EXERCISE
In the entries below, locate the line with "Put a dot on each instance of the distant tree", then give again that line and all lines after it, exactly, with pictures omitted.

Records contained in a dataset
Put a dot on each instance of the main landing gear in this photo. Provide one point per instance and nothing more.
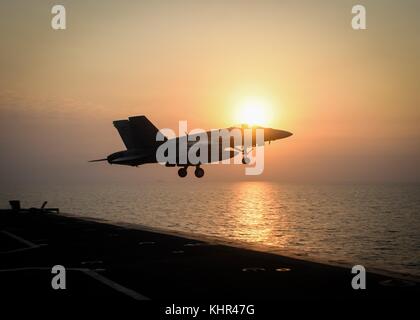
(199, 172)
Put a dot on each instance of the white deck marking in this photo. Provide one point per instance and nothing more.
(28, 243)
(112, 284)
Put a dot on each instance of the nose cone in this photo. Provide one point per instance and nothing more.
(279, 134)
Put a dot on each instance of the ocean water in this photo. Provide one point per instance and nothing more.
(376, 226)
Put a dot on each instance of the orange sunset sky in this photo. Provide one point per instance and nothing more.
(351, 98)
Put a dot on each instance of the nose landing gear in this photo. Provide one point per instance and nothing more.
(199, 172)
(182, 172)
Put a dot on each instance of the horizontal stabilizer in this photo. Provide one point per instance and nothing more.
(97, 160)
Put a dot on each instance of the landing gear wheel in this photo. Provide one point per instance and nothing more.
(199, 173)
(182, 172)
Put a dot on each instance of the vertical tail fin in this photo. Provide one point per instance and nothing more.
(137, 132)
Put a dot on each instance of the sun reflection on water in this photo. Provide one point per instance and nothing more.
(253, 208)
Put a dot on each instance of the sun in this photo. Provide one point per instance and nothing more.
(252, 111)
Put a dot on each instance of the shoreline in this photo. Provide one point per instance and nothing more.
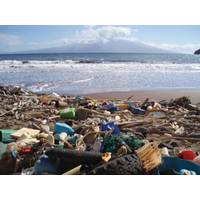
(139, 95)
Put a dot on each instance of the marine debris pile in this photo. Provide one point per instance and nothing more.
(57, 134)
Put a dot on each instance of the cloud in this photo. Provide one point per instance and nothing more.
(7, 39)
(101, 34)
(179, 48)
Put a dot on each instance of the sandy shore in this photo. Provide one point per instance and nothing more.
(194, 94)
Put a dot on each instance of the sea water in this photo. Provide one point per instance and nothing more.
(83, 73)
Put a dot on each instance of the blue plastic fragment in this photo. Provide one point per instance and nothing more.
(109, 126)
(62, 127)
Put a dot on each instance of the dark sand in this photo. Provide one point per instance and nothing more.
(157, 95)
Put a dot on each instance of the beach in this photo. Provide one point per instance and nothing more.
(156, 95)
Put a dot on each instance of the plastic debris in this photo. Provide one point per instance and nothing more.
(53, 134)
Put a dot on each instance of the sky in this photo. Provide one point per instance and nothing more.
(183, 39)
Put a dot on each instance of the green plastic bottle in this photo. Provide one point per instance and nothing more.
(68, 113)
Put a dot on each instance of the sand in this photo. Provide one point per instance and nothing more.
(157, 95)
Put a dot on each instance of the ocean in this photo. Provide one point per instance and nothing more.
(84, 73)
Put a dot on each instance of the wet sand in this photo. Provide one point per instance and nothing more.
(157, 95)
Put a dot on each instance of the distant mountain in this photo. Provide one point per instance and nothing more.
(115, 46)
(197, 52)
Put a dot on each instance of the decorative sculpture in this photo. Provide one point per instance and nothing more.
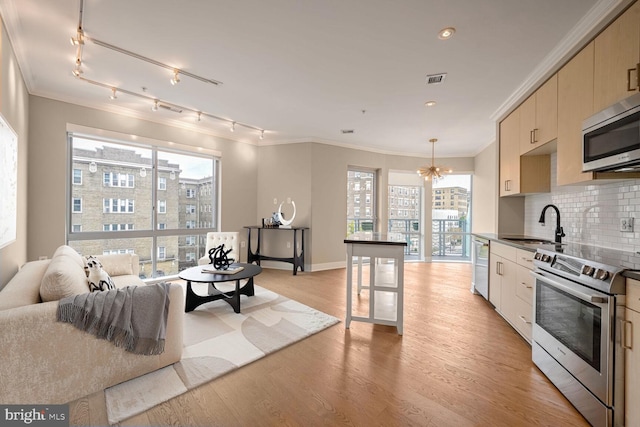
(219, 257)
(283, 222)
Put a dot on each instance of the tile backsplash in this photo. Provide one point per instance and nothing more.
(590, 214)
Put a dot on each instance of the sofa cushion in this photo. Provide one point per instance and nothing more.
(65, 276)
(117, 264)
(24, 288)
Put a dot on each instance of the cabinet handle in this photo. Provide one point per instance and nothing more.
(629, 71)
(524, 319)
(627, 343)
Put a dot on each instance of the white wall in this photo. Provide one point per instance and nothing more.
(322, 170)
(14, 106)
(484, 196)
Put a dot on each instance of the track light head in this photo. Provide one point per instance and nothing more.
(176, 78)
(78, 39)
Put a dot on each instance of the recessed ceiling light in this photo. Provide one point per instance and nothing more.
(446, 33)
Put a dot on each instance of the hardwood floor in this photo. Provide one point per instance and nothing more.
(457, 364)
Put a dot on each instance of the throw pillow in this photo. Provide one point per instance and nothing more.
(64, 277)
(98, 279)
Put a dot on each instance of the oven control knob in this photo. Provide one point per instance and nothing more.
(588, 270)
(601, 274)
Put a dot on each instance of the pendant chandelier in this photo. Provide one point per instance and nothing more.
(433, 172)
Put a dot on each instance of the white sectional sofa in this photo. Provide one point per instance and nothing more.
(43, 361)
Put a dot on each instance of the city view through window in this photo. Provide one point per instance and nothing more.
(450, 204)
(156, 203)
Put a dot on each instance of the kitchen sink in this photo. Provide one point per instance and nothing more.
(528, 241)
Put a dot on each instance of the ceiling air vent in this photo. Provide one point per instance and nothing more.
(434, 79)
(170, 108)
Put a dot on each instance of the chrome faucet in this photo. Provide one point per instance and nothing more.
(559, 231)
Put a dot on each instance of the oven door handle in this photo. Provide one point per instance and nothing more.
(595, 299)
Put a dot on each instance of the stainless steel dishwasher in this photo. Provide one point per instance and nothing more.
(480, 280)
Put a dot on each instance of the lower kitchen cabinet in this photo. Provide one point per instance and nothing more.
(632, 354)
(511, 286)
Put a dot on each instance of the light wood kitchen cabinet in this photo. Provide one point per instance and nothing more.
(520, 174)
(617, 59)
(502, 273)
(510, 155)
(632, 354)
(511, 286)
(575, 103)
(539, 117)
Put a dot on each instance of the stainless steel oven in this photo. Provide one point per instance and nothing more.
(578, 310)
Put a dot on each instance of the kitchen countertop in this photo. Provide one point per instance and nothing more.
(628, 260)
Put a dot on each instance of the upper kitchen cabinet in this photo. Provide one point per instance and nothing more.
(539, 117)
(617, 59)
(575, 103)
(520, 175)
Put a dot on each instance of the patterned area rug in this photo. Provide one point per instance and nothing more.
(217, 341)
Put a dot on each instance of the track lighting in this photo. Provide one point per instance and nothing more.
(176, 78)
(77, 71)
(78, 39)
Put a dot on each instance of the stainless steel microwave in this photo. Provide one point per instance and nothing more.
(611, 138)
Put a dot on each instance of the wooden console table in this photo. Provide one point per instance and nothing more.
(297, 259)
(386, 282)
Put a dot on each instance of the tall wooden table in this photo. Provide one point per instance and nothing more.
(298, 256)
(386, 281)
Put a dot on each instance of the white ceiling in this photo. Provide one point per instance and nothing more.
(303, 70)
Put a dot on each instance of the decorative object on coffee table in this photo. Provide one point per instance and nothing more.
(219, 257)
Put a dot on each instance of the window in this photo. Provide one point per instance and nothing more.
(77, 176)
(115, 179)
(128, 171)
(357, 180)
(118, 206)
(77, 205)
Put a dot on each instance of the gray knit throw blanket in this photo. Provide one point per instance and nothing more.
(134, 317)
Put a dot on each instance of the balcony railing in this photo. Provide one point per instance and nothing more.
(450, 240)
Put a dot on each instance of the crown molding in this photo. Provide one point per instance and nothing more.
(598, 17)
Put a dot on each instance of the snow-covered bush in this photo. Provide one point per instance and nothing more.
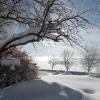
(16, 66)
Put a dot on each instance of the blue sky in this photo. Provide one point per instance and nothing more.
(92, 37)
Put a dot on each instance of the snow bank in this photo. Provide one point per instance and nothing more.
(40, 90)
(55, 87)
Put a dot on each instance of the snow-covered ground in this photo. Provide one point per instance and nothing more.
(55, 87)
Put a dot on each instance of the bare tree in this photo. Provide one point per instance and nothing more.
(52, 62)
(68, 59)
(90, 58)
(35, 21)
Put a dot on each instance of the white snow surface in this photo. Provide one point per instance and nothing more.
(55, 87)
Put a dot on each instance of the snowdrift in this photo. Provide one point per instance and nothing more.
(40, 90)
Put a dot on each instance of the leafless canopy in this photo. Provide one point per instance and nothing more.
(90, 58)
(35, 20)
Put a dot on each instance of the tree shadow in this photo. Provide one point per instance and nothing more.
(40, 90)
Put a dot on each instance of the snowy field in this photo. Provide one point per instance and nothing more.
(55, 87)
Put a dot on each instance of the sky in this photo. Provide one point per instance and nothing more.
(42, 51)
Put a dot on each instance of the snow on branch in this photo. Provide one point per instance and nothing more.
(36, 20)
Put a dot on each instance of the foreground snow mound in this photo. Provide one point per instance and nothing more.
(40, 90)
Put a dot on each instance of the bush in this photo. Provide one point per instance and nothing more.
(27, 70)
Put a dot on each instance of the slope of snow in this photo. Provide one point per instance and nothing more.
(55, 87)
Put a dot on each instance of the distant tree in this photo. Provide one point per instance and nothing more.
(68, 59)
(37, 20)
(52, 62)
(90, 58)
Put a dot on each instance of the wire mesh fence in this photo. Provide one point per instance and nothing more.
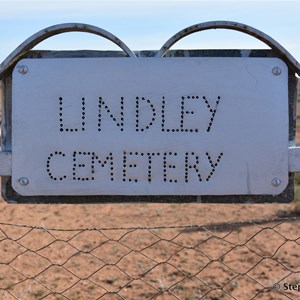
(237, 260)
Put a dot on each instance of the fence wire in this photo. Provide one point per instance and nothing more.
(243, 260)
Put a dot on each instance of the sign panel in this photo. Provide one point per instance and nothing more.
(150, 126)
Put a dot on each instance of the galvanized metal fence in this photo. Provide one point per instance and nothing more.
(244, 260)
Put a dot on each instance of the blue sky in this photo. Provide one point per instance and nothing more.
(148, 24)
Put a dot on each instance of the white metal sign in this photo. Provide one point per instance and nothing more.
(150, 126)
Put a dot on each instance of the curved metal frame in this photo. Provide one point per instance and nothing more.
(42, 35)
(232, 26)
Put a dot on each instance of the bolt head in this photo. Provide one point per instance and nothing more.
(276, 182)
(23, 181)
(276, 71)
(23, 70)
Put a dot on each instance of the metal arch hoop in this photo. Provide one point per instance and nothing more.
(42, 35)
(233, 26)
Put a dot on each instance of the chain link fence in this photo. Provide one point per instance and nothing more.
(241, 260)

EXERCISE RESPONSE
Put a dot on each instance of the distant tree in this photo. Provide one point per instance and nothing more.
(68, 59)
(37, 20)
(52, 62)
(90, 58)
Put a dot on each instance of the wire mesh fence in this photo. Provide one point per instance and nothing more.
(237, 260)
Put a dot on each instance of the fence wire in this photo. Provide one point per instance and nothing more.
(243, 260)
Put a dot on each instance of the sign panel in this photo. Provide one point per instance and nothing more.
(150, 126)
Put a dot on each instance of the galvanized metal fence in this photo. Provide one point per instance and nothing more.
(244, 260)
Put a dot on each instance of the blue sky in this photo. Provide one point per instance and nothing more.
(148, 24)
Put a dot on each instance of the white metal sign in this photo. Provide one point per instance and nothing more.
(150, 126)
Put a dot on each instance of the curved metal frame in this photo. Provide one point per instance and nothing more.
(42, 35)
(232, 26)
Put a dot on each instance of the bolt head in this photo. Provide one point per instance and nothing more.
(276, 182)
(23, 181)
(276, 71)
(23, 70)
Put a dot on each instance of the metal arch hoop in this photo. Provide one point per instance and nothing more.
(42, 35)
(233, 26)
Put a dot on each instance of the chain link fence in this photo. Provide one point per instance and nothing more.
(241, 260)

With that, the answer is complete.